* PROBLEM DESCRIPTION *
Rewrite the records, requests included, starting at the line that contains "Could you point out the silver" and ending at the end of the records, with every answer coordinate shifted up by 109. Omit the pictures from your answer.

* SOURCE RECORDS *
-- Start --
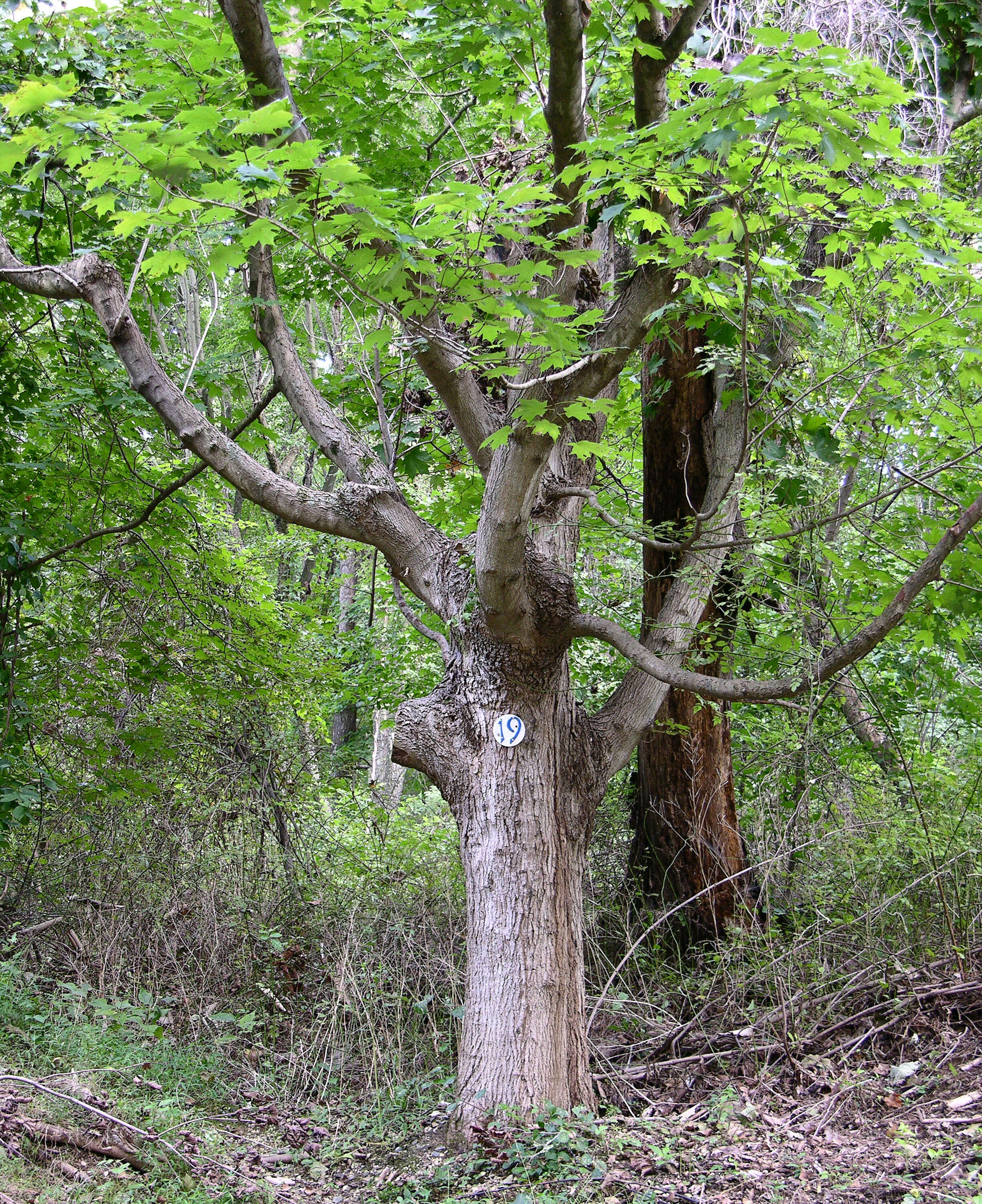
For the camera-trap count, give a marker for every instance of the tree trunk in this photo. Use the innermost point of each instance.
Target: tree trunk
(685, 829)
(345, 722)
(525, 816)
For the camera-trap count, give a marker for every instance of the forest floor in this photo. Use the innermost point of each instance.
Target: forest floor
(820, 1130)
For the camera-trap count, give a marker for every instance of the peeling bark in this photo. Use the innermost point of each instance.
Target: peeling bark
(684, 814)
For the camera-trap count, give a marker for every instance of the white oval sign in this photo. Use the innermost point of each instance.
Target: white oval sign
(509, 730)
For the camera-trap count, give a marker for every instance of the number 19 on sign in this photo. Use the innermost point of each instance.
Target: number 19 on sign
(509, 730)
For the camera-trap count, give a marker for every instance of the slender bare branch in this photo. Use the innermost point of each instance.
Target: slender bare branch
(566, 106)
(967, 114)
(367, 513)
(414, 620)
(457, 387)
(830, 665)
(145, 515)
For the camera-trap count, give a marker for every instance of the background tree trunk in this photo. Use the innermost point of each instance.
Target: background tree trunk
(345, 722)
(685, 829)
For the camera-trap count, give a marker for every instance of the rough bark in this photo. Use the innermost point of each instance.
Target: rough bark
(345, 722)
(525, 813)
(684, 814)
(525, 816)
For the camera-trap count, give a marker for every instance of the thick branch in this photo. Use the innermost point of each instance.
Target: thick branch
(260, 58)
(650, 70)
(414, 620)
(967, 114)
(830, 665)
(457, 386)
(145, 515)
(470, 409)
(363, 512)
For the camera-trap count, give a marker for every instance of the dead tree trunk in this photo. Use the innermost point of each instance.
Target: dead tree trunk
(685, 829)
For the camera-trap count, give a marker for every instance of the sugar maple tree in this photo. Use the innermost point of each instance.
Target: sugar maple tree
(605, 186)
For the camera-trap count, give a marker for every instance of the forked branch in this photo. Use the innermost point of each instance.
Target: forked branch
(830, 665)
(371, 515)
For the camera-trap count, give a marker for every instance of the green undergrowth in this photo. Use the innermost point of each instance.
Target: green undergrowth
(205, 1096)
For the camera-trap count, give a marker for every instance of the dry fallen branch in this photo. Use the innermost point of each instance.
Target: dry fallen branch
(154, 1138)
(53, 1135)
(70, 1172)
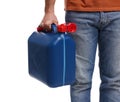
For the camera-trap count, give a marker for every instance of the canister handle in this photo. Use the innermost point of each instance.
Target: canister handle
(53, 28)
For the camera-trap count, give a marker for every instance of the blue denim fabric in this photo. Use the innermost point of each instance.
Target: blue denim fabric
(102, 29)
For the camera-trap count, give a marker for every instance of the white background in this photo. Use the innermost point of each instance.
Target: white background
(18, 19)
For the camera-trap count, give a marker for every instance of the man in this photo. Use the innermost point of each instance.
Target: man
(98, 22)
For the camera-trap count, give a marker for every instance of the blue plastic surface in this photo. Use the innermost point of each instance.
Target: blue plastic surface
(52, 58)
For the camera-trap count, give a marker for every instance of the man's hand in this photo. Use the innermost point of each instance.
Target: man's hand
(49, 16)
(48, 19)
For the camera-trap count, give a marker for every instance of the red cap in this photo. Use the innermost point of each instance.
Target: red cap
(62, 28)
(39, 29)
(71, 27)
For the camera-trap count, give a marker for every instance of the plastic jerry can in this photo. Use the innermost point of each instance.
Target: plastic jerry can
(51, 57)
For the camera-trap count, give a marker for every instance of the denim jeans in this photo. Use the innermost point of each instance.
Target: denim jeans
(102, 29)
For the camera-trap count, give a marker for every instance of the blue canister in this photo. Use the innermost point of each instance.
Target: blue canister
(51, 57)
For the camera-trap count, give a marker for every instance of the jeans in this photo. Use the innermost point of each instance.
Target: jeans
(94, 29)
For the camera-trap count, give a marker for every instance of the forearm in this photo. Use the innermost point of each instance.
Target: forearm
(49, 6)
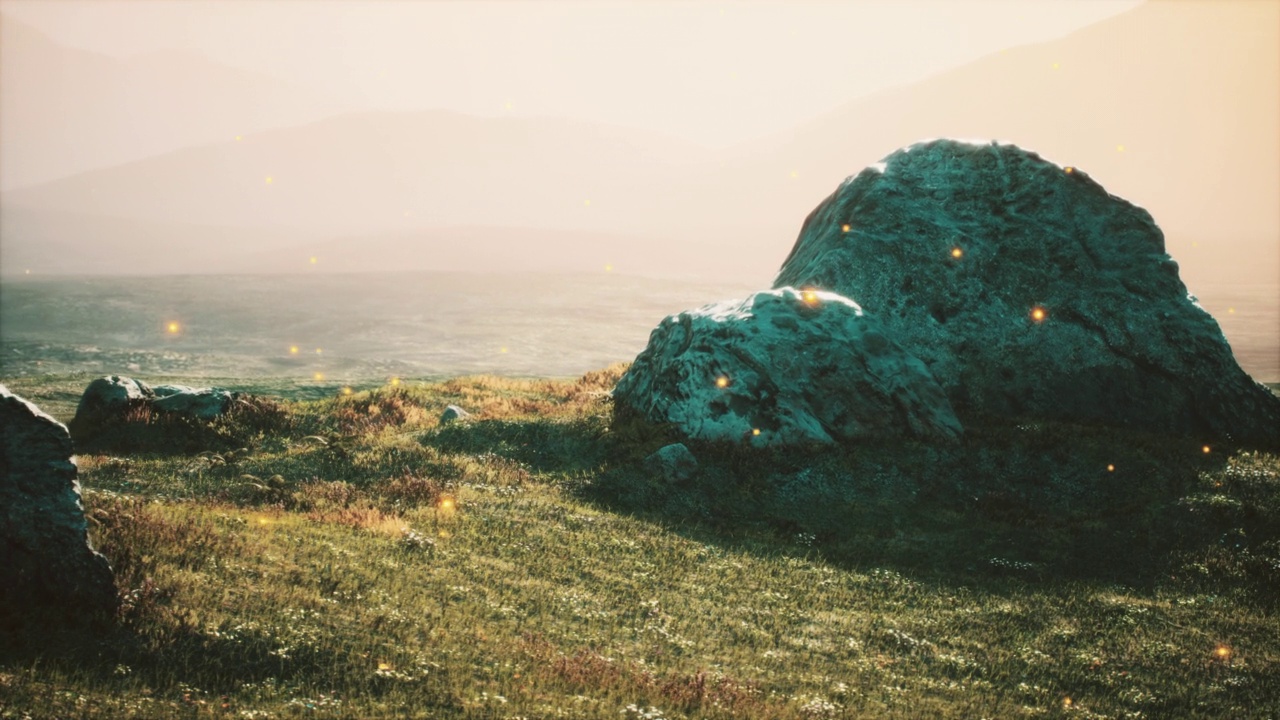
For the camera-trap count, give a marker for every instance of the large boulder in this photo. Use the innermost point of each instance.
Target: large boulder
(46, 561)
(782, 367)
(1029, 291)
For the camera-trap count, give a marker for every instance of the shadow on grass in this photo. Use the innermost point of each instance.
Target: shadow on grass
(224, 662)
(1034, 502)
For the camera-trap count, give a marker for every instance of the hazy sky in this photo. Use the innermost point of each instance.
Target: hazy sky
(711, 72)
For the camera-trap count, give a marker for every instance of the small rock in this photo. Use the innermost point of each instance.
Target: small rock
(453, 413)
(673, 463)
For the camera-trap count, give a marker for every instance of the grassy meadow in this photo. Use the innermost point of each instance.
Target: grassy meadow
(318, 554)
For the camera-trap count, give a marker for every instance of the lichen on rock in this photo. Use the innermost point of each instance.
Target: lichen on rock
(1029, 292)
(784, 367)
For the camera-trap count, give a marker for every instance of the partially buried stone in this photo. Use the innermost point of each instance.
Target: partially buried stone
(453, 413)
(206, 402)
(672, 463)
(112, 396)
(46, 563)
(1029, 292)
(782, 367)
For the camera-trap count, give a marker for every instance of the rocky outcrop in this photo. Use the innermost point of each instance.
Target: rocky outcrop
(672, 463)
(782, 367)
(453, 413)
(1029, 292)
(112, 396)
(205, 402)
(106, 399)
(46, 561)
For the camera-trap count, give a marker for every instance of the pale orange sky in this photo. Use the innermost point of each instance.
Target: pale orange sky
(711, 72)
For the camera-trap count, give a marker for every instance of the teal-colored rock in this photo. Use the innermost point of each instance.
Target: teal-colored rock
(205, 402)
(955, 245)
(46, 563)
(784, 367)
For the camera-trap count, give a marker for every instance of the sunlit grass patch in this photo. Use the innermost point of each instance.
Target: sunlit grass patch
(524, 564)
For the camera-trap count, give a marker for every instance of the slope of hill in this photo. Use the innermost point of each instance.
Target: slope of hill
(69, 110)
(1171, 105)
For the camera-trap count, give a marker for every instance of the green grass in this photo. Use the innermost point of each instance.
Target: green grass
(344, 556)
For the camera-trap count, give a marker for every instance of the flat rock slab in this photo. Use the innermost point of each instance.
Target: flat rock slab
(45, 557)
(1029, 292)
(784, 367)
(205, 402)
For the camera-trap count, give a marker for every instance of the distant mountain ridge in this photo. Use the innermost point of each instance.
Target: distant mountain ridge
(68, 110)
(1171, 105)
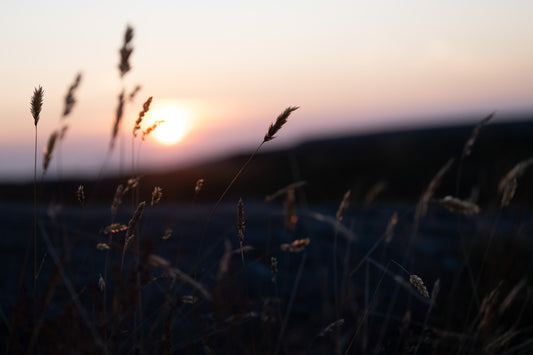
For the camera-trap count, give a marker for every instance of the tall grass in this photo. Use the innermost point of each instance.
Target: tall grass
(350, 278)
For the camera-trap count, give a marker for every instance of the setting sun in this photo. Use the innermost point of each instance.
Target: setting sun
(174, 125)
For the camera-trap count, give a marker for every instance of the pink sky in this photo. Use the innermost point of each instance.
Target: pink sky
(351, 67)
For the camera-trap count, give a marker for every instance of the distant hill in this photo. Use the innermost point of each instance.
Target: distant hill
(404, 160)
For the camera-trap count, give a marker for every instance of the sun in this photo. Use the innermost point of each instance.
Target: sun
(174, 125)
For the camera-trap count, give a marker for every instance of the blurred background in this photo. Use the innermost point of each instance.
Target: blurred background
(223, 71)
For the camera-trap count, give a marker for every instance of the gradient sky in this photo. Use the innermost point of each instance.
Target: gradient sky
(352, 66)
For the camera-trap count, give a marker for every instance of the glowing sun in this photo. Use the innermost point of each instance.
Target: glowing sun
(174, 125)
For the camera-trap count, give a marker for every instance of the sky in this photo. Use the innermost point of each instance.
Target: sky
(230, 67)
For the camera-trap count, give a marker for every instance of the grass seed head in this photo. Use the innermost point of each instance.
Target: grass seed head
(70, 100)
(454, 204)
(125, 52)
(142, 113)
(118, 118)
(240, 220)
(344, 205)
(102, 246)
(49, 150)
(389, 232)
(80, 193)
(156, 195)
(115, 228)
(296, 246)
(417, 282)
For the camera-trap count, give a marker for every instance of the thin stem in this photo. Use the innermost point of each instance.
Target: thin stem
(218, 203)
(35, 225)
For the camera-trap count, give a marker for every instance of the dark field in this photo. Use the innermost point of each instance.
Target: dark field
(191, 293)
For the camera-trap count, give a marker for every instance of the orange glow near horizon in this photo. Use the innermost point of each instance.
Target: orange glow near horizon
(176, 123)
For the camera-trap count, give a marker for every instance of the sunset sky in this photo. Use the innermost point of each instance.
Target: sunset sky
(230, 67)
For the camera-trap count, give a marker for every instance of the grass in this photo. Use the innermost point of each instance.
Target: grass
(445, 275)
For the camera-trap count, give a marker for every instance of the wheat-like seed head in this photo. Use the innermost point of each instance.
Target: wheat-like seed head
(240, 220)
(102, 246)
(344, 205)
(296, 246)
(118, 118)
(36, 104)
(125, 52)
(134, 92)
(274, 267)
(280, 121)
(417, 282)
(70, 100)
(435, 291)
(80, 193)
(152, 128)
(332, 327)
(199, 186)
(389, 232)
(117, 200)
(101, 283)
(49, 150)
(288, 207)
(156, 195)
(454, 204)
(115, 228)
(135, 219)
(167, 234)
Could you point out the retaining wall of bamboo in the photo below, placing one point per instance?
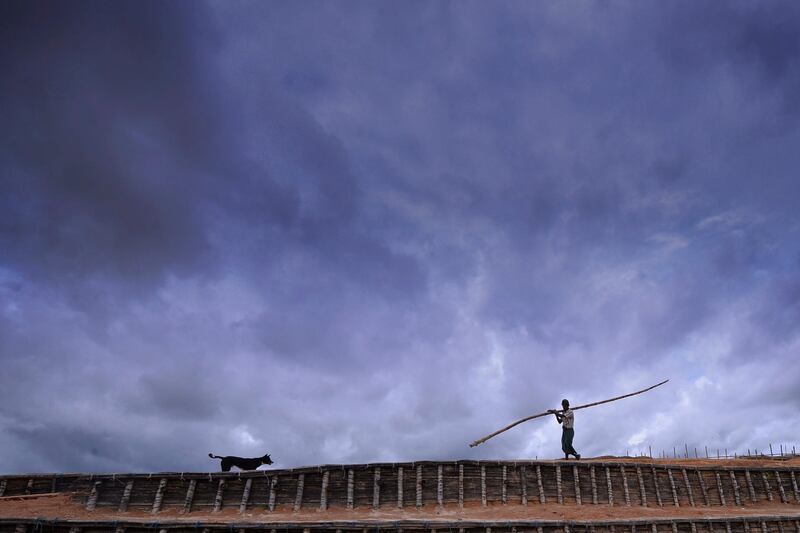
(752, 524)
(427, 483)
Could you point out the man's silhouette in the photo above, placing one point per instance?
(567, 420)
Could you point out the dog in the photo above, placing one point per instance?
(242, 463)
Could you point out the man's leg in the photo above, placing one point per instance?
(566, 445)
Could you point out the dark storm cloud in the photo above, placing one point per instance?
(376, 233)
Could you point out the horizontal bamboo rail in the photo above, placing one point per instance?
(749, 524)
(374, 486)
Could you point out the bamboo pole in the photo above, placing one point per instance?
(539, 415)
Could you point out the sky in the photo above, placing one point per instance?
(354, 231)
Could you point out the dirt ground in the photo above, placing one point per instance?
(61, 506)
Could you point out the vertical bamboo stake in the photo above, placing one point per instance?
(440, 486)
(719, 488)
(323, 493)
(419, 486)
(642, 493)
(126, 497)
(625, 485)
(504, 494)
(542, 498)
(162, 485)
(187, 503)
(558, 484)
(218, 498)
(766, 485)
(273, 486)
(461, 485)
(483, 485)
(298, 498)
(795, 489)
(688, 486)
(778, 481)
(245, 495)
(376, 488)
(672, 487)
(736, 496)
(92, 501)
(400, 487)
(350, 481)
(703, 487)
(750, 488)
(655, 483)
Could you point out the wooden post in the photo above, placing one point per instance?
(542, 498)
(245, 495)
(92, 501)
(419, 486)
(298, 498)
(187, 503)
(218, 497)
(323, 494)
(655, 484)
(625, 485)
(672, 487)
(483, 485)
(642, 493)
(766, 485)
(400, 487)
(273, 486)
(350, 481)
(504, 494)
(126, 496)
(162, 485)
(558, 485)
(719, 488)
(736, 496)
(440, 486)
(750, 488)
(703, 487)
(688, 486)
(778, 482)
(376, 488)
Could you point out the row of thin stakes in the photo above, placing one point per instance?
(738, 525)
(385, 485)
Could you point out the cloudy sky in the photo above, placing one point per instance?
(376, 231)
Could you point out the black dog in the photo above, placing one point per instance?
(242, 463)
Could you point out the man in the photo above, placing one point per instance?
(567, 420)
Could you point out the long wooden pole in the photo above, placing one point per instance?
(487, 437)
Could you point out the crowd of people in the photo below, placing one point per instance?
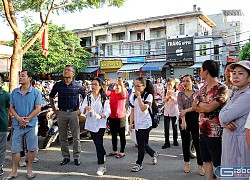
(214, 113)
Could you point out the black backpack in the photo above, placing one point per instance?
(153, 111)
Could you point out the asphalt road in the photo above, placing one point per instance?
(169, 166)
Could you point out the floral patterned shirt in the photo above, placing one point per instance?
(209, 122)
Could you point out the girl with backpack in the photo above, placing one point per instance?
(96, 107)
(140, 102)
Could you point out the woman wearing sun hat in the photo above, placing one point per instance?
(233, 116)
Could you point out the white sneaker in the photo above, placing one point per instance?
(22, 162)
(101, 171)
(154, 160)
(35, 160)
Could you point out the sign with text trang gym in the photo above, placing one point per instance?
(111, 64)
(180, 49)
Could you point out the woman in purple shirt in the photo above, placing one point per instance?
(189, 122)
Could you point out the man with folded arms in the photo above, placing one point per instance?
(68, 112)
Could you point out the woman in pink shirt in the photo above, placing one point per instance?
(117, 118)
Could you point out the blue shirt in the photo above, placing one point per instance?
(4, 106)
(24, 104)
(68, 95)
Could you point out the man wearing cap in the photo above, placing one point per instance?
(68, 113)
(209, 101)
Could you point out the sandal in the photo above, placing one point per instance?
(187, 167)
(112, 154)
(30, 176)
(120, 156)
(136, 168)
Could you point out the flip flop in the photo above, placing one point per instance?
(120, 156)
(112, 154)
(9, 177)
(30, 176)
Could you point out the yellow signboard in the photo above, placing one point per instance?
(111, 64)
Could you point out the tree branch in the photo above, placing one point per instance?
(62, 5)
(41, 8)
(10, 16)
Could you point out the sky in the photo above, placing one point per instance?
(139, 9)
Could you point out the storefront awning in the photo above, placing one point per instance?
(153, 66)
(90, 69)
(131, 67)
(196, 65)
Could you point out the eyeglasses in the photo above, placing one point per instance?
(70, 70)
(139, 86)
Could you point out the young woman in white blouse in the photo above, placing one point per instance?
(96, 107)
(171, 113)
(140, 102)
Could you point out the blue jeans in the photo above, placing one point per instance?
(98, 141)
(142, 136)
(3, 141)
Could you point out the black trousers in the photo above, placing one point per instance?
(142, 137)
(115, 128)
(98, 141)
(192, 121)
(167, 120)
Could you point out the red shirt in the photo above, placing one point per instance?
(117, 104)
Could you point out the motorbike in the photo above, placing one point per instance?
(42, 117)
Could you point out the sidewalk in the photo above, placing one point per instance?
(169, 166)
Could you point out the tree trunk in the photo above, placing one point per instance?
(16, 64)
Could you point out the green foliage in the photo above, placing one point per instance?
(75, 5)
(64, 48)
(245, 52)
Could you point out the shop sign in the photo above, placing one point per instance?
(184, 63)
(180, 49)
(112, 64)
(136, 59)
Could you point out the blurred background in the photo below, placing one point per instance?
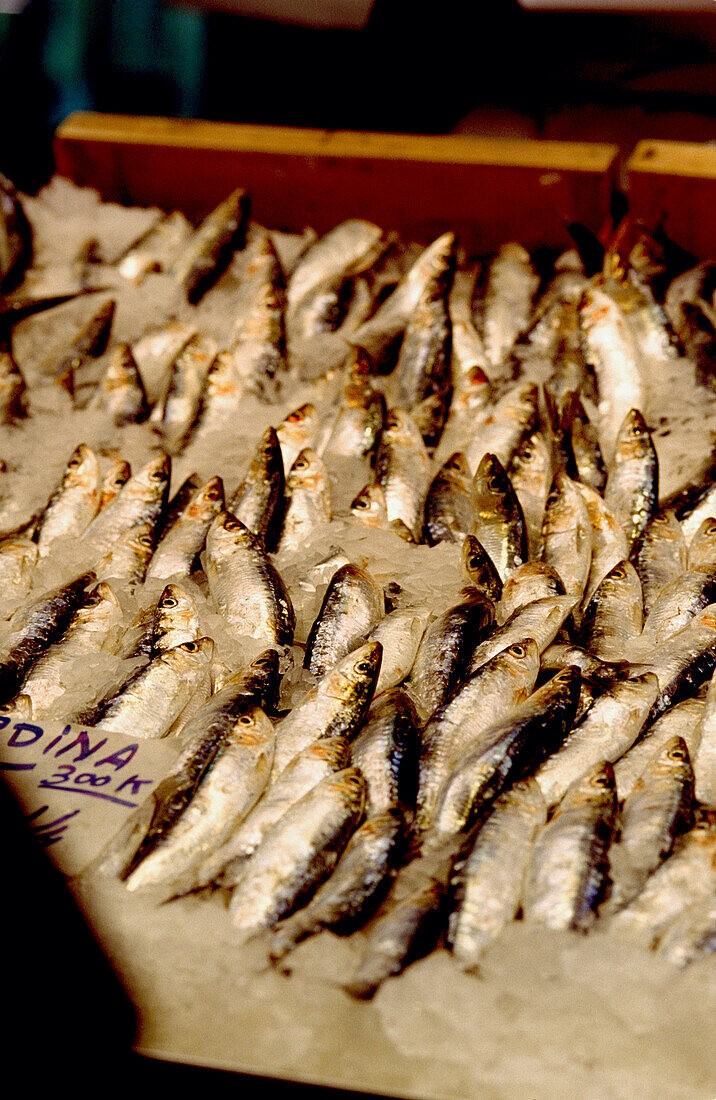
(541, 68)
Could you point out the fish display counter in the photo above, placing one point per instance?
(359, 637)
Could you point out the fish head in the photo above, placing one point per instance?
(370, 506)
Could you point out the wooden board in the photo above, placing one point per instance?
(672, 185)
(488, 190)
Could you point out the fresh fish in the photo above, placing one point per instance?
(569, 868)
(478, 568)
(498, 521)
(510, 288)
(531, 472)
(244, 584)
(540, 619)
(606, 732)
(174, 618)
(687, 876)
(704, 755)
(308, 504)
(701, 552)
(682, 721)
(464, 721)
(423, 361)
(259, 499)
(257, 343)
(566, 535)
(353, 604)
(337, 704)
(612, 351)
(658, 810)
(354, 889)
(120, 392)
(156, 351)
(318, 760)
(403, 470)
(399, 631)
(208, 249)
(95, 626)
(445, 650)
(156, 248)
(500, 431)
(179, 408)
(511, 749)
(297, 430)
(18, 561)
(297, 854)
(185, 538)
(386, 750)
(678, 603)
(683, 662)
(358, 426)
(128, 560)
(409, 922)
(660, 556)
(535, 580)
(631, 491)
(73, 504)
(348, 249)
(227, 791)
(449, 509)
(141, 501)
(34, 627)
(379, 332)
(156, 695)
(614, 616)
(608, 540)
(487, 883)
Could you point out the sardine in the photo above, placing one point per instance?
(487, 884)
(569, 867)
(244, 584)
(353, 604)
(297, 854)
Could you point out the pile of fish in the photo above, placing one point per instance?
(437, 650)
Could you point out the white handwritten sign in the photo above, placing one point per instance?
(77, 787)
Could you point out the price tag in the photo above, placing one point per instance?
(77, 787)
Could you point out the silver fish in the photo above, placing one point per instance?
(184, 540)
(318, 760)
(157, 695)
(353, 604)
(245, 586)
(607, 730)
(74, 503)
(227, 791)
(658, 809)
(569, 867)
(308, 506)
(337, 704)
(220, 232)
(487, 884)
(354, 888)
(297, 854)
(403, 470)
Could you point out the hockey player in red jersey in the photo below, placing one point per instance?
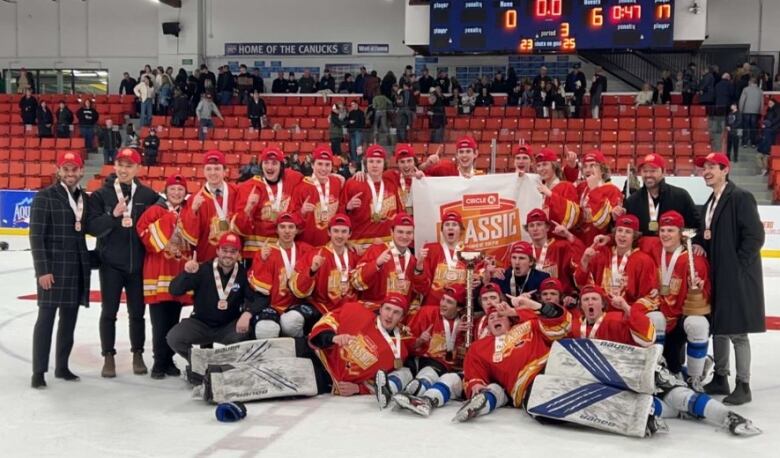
-- End --
* ANSWER IN FULL *
Could you point out the silver fish in the photo above, placing one point per instance?
(293, 649)
(427, 869)
(266, 804)
(462, 713)
(354, 695)
(716, 839)
(183, 612)
(336, 900)
(767, 918)
(678, 976)
(417, 615)
(446, 813)
(329, 341)
(596, 993)
(463, 997)
(406, 963)
(512, 579)
Could you point out the hockey player in red jersey in the photo below, placing one point per instance?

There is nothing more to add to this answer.